### Given entries
— START —

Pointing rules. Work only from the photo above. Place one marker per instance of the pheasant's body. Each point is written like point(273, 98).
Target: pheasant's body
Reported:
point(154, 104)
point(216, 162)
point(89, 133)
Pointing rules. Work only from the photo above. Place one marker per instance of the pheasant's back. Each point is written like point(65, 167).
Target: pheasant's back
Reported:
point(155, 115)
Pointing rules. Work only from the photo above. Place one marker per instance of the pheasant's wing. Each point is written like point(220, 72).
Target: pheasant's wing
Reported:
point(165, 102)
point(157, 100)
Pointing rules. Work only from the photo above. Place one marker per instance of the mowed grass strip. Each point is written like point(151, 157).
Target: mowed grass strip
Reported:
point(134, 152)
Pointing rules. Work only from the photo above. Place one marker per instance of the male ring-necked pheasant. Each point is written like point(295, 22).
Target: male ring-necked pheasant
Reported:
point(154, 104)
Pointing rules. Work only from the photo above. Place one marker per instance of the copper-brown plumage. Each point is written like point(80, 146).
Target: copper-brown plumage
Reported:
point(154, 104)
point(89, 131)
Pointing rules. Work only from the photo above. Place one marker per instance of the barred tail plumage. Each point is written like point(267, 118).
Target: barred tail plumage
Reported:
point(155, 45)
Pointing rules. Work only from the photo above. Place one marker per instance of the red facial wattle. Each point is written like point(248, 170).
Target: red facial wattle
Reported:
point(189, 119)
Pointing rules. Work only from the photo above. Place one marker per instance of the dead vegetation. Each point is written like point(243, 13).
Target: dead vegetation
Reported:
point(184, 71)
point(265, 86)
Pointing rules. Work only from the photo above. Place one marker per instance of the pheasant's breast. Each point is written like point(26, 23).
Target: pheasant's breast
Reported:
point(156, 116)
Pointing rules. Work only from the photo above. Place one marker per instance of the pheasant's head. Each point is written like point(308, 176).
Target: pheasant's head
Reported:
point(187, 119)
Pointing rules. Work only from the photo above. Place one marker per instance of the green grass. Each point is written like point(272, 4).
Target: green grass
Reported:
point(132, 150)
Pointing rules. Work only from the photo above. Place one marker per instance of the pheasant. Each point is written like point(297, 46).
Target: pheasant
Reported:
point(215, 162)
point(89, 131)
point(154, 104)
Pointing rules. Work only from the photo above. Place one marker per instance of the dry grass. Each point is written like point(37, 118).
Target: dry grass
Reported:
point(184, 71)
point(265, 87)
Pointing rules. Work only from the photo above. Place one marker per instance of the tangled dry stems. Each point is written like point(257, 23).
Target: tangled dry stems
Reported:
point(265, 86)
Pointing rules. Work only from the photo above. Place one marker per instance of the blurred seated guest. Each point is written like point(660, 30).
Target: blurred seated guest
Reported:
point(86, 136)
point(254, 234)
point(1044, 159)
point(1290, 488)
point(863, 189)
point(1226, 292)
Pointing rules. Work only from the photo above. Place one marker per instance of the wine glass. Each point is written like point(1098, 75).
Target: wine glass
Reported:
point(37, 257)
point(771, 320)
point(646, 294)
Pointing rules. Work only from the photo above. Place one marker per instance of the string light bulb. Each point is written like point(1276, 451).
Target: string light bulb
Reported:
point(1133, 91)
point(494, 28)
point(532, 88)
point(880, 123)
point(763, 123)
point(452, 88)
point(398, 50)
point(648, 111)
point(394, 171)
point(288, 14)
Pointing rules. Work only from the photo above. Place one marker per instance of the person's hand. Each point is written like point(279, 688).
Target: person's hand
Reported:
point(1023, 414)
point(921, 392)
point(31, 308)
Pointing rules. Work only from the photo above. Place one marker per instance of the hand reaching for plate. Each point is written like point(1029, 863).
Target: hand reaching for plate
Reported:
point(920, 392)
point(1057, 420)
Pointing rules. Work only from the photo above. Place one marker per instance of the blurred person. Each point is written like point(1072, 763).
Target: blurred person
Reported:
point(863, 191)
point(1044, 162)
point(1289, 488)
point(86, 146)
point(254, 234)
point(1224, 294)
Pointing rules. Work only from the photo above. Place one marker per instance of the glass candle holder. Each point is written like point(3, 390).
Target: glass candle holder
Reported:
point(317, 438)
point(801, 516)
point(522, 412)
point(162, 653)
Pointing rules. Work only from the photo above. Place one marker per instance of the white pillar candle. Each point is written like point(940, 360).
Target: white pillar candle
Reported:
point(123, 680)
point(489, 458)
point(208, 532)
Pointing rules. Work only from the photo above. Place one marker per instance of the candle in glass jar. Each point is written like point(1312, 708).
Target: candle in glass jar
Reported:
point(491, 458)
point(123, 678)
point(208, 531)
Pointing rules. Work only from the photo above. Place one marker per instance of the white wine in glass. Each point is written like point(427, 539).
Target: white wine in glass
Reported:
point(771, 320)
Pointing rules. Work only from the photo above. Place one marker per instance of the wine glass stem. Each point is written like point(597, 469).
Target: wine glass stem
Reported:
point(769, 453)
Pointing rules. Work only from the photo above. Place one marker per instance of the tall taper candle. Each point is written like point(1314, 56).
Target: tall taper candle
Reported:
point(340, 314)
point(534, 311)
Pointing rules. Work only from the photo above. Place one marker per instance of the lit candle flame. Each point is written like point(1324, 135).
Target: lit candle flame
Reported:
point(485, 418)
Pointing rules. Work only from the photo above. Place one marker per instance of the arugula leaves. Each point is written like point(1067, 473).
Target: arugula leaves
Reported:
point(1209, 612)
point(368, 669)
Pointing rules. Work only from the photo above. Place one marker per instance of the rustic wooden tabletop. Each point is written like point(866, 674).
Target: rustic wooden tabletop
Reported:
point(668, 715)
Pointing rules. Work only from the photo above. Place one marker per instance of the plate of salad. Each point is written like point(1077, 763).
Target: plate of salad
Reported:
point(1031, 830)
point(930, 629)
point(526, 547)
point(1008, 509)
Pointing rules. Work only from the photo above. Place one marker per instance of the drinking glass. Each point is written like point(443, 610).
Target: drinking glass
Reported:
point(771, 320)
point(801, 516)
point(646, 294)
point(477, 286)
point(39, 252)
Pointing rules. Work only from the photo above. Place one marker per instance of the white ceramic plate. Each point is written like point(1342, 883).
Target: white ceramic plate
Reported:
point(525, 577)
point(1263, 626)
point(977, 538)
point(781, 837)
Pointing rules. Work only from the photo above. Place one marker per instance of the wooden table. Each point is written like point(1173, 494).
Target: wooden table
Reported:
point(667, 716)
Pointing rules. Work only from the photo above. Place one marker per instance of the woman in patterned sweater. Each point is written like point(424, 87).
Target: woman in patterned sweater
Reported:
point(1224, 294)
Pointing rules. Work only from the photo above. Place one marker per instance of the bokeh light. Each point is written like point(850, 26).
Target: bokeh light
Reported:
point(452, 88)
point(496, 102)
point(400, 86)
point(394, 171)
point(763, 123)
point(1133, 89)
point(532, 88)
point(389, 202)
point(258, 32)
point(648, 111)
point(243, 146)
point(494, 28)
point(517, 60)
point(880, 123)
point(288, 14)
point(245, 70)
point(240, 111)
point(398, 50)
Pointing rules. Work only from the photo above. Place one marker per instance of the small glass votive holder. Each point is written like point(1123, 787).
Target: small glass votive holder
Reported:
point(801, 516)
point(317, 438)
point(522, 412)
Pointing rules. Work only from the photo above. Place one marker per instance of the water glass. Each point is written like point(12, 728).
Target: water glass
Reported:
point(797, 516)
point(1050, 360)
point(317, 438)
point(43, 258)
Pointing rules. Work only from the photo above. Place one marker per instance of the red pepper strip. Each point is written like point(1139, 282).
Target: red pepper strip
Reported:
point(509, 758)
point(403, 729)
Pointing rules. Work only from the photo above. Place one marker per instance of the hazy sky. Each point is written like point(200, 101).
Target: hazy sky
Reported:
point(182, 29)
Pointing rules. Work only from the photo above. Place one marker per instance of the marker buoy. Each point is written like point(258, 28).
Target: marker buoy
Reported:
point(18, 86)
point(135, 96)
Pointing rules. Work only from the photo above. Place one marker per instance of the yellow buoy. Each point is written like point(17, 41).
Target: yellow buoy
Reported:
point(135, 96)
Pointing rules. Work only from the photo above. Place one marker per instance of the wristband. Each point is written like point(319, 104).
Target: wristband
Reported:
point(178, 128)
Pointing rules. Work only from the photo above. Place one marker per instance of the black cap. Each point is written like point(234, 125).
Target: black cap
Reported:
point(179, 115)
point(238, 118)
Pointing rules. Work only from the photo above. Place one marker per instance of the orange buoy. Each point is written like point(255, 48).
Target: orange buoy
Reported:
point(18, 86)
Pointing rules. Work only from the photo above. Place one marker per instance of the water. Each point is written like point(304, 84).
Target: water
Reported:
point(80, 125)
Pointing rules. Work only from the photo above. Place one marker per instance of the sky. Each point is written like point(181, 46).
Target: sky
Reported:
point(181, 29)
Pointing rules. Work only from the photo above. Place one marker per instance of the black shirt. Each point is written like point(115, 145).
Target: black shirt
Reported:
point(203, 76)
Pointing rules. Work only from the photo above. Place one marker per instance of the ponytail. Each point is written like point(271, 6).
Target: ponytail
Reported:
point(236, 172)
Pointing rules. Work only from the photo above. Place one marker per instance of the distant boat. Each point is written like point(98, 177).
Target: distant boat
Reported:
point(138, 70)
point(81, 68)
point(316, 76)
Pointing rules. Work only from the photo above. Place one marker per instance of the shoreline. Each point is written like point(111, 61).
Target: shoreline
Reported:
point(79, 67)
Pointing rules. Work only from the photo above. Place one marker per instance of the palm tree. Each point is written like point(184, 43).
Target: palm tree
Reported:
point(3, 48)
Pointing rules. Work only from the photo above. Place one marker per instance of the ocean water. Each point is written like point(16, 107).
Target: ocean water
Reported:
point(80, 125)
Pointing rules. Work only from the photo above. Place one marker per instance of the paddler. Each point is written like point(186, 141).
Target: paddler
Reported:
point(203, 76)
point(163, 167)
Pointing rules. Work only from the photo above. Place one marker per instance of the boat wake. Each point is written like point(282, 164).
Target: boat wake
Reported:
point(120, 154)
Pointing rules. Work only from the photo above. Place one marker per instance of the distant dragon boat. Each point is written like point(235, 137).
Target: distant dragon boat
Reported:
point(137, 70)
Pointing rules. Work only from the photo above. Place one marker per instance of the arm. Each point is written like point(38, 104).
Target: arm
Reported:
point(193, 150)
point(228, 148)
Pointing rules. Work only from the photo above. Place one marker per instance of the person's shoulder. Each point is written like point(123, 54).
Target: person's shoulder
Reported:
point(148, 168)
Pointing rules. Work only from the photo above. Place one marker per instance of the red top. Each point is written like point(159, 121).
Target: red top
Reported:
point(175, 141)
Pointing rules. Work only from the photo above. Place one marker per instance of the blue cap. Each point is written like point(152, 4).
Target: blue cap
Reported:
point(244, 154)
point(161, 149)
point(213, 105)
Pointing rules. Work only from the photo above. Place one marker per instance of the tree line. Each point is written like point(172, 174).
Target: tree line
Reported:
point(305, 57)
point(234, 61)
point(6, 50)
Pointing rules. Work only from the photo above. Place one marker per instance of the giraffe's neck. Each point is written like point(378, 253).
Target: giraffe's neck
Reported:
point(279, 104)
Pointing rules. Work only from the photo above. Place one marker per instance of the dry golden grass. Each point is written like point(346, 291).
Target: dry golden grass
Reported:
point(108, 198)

— END —

### What to do
Render the records from the line containing "like point(115, 145)." through the line containing "point(316, 76)", both included, as a Markdown table with the columns Row and Line. Put each line in its own numbered row and leave out blank lines.

### Response for this exercise
| Row | Line |
|---|---|
| 1 | Pointing rules. Work only from the photo above. Place one marker per instance of the black shirt. Each point is written like point(115, 145). |
| 2 | Target: black shirt |
| 3 | Reported: |
| 4 | point(203, 76) |
| 5 | Pointing rules. Work only from the photo above. Place one marker per instance of the ponytail. Each point is written like point(271, 6). |
| 6 | Target: ponytail |
| 7 | Reported: |
| 8 | point(236, 172) |
| 9 | Pointing rules. Work only from the photo above. Place one marker per instance of the distant boat. Each point is written like point(98, 177). |
| 10 | Target: distant boat |
| 11 | Reported: |
| 12 | point(138, 70) |
| 13 | point(81, 68) |
| 14 | point(316, 76) |